• **WHAT THE EXERCISE ASKS**
Collect every line in the rows below that contains the word "cross" and copy each of those lines in full.

• **DATA FOR THIS EXERCISE**
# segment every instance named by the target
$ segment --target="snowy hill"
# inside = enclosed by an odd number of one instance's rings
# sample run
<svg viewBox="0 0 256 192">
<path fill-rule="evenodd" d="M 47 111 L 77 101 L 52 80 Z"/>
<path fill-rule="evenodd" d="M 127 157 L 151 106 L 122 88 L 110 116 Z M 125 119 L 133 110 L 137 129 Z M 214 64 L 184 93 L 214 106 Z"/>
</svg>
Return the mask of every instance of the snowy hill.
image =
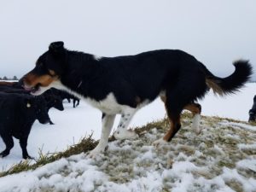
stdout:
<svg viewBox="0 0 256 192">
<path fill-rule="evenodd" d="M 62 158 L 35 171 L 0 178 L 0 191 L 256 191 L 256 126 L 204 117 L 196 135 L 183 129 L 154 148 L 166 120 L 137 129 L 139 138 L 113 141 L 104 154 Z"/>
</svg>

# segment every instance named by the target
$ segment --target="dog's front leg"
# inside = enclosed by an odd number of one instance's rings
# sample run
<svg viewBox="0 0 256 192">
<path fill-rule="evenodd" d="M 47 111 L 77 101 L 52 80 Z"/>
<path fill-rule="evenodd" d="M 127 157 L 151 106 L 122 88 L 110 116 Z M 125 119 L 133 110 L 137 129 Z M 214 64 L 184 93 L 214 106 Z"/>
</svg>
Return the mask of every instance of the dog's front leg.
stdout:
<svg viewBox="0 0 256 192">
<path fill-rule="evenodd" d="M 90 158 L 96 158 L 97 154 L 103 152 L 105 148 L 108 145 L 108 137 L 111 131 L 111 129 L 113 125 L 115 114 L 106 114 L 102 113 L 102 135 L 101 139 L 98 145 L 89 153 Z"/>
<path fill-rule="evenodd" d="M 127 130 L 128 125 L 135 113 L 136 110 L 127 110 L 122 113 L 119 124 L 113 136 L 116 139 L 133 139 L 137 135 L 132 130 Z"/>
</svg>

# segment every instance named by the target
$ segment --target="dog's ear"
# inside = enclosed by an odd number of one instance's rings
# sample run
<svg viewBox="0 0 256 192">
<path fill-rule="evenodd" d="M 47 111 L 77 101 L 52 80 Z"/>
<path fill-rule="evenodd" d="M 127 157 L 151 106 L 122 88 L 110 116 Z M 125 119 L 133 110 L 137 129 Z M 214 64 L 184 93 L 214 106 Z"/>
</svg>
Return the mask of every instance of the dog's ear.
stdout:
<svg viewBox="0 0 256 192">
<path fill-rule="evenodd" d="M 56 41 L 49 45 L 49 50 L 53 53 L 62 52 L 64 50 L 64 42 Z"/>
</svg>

---

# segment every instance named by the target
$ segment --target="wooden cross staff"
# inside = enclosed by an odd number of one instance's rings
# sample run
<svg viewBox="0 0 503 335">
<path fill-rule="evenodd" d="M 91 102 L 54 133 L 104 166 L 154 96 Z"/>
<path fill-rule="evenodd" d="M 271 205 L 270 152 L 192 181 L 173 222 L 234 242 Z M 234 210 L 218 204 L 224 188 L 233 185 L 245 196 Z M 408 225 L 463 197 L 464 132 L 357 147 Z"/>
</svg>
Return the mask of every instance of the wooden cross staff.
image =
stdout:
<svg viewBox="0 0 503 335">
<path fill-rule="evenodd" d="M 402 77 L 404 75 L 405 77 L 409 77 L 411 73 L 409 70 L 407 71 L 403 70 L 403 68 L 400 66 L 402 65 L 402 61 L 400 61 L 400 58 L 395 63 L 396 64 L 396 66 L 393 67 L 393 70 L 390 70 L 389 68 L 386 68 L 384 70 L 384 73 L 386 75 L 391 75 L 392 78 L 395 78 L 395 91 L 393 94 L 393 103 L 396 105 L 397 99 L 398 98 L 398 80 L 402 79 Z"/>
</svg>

• **EXERCISE RESPONSE**
$ segment --target="wooden cross staff"
Return the mask of every instance of the wooden cross staff.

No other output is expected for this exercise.